▶ **Extract to read**:
╭──
The importance of distributed file systems for AI workloads

A distributed file system (DFS) is a type of file system that is designed to store, efficiently manage, and provide access to files across multiple nodes or servers in a computer network. Unlike traditional file systems that rely on a single centralised storage location, distributed file systems distribute data across multiple machines, enabling scalability, fault tolerance and improved performance.

These systems provide a unified view of the storage, making it appear as a single logical file system to users in any location and their applications, whilst ensuring efficient utilisation of storage resources and high availability. These systems allow multiple computers to share storage and often incorporate techniques such as data replication, data striping and load balancing to optimise data access and retrieval. The distributed nature of these file systems allows for completely seamless collaboration, enables parallel processing of data and facilitates the handling of large-scale workloads, making them essential for modern data-intensive applications, including AI workloads.
╰──
▶ **Data lines**:
╭──
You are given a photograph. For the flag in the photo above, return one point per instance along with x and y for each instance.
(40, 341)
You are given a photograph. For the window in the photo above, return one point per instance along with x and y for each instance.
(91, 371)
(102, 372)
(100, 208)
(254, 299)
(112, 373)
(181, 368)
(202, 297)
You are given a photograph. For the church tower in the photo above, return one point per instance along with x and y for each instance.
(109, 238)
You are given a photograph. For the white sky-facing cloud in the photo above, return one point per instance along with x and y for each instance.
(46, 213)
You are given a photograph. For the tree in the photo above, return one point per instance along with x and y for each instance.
╰──
╭──
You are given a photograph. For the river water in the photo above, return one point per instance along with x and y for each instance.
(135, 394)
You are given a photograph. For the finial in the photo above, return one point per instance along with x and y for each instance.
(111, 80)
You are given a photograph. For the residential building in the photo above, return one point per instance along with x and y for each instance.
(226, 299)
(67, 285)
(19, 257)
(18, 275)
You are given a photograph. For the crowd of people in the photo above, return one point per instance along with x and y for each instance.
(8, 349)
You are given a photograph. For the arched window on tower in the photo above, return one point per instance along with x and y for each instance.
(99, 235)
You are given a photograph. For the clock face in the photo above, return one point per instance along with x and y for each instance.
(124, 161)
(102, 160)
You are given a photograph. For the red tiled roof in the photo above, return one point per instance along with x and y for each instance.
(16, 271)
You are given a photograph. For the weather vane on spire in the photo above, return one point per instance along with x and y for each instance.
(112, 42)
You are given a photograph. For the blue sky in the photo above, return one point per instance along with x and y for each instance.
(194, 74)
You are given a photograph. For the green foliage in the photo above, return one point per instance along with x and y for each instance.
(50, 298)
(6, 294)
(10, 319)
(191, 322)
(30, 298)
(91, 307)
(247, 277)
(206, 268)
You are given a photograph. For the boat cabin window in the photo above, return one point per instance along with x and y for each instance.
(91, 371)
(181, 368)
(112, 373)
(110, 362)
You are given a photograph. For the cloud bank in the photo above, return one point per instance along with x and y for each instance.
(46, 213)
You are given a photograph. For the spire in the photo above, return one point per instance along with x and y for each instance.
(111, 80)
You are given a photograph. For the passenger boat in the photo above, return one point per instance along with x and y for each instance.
╰──
╭──
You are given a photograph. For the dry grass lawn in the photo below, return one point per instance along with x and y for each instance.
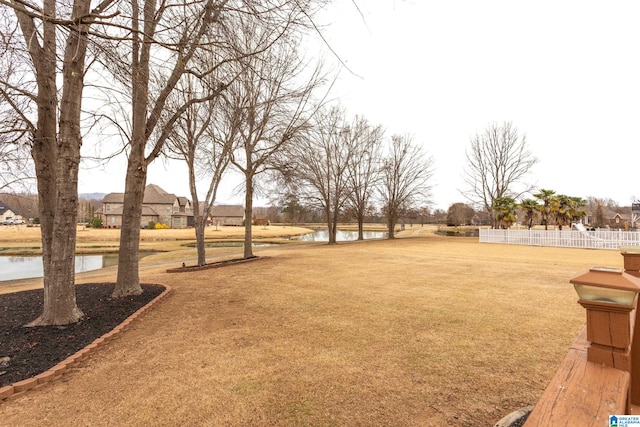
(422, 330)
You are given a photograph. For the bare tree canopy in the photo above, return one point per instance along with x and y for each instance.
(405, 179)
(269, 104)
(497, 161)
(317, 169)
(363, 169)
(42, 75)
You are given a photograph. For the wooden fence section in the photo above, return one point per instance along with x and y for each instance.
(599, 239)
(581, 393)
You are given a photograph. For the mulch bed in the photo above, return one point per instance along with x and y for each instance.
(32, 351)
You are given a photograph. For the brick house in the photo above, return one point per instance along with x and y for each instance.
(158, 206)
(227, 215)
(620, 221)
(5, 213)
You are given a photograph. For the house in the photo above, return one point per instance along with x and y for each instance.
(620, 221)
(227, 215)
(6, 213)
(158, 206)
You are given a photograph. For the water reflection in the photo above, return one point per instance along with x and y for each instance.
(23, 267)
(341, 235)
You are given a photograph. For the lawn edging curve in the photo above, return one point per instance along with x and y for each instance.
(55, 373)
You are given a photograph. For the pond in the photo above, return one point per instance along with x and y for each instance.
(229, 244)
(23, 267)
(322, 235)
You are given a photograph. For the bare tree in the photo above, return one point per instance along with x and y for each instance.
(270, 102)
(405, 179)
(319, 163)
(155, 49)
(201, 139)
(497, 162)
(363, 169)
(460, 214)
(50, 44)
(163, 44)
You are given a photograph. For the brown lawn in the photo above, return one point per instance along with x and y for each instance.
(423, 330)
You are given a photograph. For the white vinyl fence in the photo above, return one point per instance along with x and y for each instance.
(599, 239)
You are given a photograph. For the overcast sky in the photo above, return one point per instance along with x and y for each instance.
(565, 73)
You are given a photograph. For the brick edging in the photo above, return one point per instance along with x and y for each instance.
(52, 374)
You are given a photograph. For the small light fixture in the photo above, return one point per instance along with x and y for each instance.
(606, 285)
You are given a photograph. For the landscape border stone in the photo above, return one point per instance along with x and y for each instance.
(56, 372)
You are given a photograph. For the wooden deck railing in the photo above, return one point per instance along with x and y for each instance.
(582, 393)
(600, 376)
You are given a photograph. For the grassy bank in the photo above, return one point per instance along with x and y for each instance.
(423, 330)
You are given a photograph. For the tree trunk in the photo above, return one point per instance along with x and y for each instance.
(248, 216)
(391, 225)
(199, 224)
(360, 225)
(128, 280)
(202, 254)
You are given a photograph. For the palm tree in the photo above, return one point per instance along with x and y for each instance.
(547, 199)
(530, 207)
╰──
▶ **Exercise goal**:
Transcribe part of the text on distributed file systems, beginning at the words "The importance of" and stopping after "and improved performance.". The lines have no connection to the text on distributed file systems.

▶ **Response for this exercise**:
The importance of distributed file systems for AI workloads

A distributed file system (DFS) is a type of file system that is designed to store, efficiently manage, and provide access to files across multiple nodes or servers in a computer network. Unlike traditional file systems that rely on a single centralised storage location, distributed file systems distribute data across multiple machines, enabling scalability, fault tolerance and improved performance.